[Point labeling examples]
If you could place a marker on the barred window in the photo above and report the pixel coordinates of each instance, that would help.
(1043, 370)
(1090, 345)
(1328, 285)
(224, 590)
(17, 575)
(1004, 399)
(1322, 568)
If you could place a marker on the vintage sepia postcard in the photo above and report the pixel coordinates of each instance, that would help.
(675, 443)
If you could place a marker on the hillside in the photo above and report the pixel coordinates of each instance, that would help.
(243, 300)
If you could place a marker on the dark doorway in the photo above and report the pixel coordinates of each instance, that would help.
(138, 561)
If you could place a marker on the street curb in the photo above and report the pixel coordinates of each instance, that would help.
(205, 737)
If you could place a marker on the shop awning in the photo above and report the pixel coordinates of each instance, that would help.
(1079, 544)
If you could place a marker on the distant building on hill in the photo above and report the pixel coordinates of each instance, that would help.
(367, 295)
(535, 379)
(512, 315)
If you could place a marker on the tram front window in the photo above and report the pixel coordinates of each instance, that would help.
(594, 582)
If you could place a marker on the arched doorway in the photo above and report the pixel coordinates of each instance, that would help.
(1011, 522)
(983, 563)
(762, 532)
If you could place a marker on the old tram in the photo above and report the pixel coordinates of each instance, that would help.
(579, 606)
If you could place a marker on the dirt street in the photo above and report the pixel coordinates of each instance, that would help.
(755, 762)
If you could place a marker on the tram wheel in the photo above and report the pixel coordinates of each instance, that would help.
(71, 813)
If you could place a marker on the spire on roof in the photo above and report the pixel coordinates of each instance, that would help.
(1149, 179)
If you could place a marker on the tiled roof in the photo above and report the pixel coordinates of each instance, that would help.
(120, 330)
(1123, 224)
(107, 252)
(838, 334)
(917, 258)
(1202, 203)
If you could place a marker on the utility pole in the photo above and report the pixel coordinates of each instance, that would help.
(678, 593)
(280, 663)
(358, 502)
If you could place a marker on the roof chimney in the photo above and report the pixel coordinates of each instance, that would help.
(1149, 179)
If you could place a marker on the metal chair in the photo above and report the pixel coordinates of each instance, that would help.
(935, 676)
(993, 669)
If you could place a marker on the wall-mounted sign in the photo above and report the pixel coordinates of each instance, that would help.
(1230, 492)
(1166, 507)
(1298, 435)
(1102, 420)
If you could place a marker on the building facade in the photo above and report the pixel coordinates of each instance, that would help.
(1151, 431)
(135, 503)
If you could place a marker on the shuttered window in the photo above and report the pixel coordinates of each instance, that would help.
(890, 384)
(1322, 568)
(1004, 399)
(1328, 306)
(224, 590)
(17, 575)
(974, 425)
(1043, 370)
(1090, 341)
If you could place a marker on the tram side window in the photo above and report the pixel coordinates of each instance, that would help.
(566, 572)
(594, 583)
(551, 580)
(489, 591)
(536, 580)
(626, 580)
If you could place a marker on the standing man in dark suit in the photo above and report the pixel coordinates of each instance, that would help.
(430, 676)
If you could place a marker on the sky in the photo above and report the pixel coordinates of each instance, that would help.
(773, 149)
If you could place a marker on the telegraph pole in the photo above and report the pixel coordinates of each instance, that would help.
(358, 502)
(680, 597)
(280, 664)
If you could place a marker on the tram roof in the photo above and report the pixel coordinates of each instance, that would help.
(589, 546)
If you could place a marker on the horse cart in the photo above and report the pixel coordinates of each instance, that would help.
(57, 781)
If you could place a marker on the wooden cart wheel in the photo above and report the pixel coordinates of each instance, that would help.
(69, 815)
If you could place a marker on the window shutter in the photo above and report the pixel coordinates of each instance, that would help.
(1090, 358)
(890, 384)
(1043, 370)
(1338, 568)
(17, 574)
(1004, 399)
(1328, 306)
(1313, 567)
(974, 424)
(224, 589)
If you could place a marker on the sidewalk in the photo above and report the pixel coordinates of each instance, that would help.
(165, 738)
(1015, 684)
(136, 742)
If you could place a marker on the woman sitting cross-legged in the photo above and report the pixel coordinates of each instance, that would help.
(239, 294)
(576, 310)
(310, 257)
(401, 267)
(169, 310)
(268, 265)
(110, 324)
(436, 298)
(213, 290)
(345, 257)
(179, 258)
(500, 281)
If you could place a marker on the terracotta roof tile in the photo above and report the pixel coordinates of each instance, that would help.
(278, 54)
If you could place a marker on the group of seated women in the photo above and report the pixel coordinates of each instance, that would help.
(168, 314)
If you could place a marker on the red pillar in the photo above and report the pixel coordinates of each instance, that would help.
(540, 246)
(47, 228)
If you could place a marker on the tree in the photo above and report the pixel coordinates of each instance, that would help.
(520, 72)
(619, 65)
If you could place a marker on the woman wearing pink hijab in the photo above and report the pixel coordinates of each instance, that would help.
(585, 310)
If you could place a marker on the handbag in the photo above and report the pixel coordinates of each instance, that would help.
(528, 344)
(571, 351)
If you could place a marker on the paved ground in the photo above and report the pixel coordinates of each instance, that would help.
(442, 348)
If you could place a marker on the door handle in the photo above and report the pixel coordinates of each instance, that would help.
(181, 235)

### STATED GOAL:
Reproduce verbatim the lines of the listing above, from the line containing "If you could place a marker on the tree" through the end of the listing.

### FULL RESPONSE:
If you could place a marker on the tree in the photo above and report the pixel coordinates of each instance, that would help.
(520, 72)
(619, 65)
If you could place a marker on the woman wearing pink hijab in the photo above and report the pixel coordinates of each instance, that would help.
(585, 310)
If you could place a marker on the handbag in the photo above and report the pixel coordinates of each instance, that would help.
(528, 344)
(571, 351)
If you could place a marker on the paved ground in the photo above and report the pixel coordinates of each instance, that would help.
(442, 348)
If you could place a marker on the door handle in the photo above and report the pixel coordinates of each instance, that would help.
(181, 235)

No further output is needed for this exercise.